> **Task**
Restate the entries below verbatim.

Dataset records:
----

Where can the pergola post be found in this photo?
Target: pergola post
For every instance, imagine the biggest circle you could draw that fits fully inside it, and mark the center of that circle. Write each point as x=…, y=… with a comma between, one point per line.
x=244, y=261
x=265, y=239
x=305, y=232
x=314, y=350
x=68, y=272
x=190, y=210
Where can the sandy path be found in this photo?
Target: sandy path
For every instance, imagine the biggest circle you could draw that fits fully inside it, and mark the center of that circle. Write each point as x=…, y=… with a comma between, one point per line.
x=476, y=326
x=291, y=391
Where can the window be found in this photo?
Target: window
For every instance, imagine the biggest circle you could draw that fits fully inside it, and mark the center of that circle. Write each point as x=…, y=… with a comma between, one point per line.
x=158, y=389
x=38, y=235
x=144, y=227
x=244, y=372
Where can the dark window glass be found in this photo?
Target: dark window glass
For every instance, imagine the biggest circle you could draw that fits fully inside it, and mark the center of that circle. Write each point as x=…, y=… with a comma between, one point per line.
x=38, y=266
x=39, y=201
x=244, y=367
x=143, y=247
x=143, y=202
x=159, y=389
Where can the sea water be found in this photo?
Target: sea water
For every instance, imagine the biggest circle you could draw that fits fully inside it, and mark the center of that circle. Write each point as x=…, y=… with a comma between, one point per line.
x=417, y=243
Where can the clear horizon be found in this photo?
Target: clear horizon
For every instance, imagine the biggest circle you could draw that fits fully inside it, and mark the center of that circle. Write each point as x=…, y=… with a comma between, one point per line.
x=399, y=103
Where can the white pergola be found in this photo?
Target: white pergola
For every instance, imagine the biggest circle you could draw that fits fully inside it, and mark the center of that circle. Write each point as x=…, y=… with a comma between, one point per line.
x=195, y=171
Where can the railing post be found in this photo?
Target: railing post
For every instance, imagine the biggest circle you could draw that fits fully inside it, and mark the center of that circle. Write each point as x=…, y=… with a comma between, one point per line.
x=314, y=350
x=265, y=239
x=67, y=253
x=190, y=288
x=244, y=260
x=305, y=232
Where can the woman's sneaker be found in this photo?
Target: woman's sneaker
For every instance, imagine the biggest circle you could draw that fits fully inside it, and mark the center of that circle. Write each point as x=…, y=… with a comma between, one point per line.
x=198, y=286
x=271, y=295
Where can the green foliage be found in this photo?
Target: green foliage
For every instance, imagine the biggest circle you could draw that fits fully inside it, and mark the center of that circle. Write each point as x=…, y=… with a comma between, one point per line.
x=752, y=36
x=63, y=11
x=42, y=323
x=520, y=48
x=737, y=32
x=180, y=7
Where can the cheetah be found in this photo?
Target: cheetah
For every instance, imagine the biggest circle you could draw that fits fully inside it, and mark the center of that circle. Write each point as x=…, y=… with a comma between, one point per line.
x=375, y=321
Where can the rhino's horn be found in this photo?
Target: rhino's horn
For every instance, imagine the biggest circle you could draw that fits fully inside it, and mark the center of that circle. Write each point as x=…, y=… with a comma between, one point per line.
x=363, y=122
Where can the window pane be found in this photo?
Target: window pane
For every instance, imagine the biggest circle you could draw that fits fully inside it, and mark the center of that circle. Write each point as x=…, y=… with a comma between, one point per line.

----

> **Problem solution**
Where can the pergola post be found in this photo?
Target: pergola post
For every instance, imagine the biggest circle you could draw that fits fully inside it, and mark the center of that circle. Write each point as x=…, y=… with a comma between, one point per line.
x=244, y=261
x=265, y=239
x=305, y=232
x=314, y=350
x=68, y=272
x=190, y=210
Where can the sandy path be found in this photo?
Target: sandy path
For every instance, imagine the biggest circle you could draw that fits fully inside it, and mark the center of that circle. Write each point as x=…, y=… with a comma between, one point per line.
x=476, y=326
x=291, y=391
Where can the window be found in this photo?
Target: window
For every instance, imagine the biggest circle you could draw that fits fully inside it, and mark the center of that circle. Write each point as x=…, y=… with a comma between, one point per line.
x=158, y=389
x=38, y=235
x=144, y=227
x=244, y=372
Where can the dark window glass be found in this photo?
Target: dark window glass
For every instance, imagine the biggest circle you could draw that fits fully inside it, and mark the center of that circle. Write each point as x=…, y=… with a comma between, one point per line.
x=38, y=266
x=39, y=201
x=244, y=367
x=143, y=247
x=143, y=202
x=159, y=389
Where can the sea water be found in this photo?
Target: sea water
For every instance, imagine the biggest circle you could draw that fits fully inside it, and mark the center of that circle. Write each point as x=…, y=… with a comma between, one point per line.
x=417, y=243
Where can the clear horizon be found in this photo?
Target: clear horizon
For every instance, imagine the biggest circle you could draw that fits fully inside it, and mark the center of that circle. Write each point as x=…, y=… with a comma between, one point per line.
x=399, y=103
Where can the white pergola be found in this photo?
Target: white pergola
For every instance, imagine the biggest circle you could draw that fits fully inside it, and mark the center of that circle. Write each point as x=…, y=… with a comma between, one point per line.
x=195, y=171
Where can the railing post be found in this photo?
Target: railing post
For every instance, imagine the biggest circle you could draw that fits fully inside it, and mark the center of that circle. Write each point as x=…, y=… with a comma between, one point per line.
x=314, y=350
x=265, y=239
x=67, y=253
x=190, y=288
x=244, y=260
x=305, y=232
Where can the woman's sneaker be found in this photo?
Target: woman's sneaker
For every instance, imagine the biggest circle you could draw that fits fully inside it, and mark the center of that circle. Write each point as x=…, y=… with a comma between, one point per line.
x=198, y=286
x=271, y=295
Where can the green foliage be found in this photo?
Target: green foliage
For every instance, imagine the biggest circle you could draw that fits fully inside it, and mark the center of that circle. Write each point as x=…, y=… with a comma between, one point per line.
x=752, y=36
x=63, y=11
x=42, y=323
x=520, y=48
x=737, y=32
x=180, y=7
Where can the cheetah be found in this photo?
Target: cheetah
For every instance, imagine the biggest circle you could draw that fits fully inside it, and mark the center of that circle. Write each point as x=…, y=… with a comma between, one point per line.
x=375, y=321
Where can the rhino's horn be found in this photo?
Target: rhino's horn
For every instance, imagine the biggest circle you could draw that fits fully inside it, and mark the center of that circle. Write each point as x=…, y=… with a comma between, one point per line.
x=363, y=122
Where can the window pane be found in this photo?
Target: window pane
For every instance, imagine the biggest circle you could draw that fits fully inside it, and mark the center of that circle. Write each point as x=…, y=… with a comma between, one point per line.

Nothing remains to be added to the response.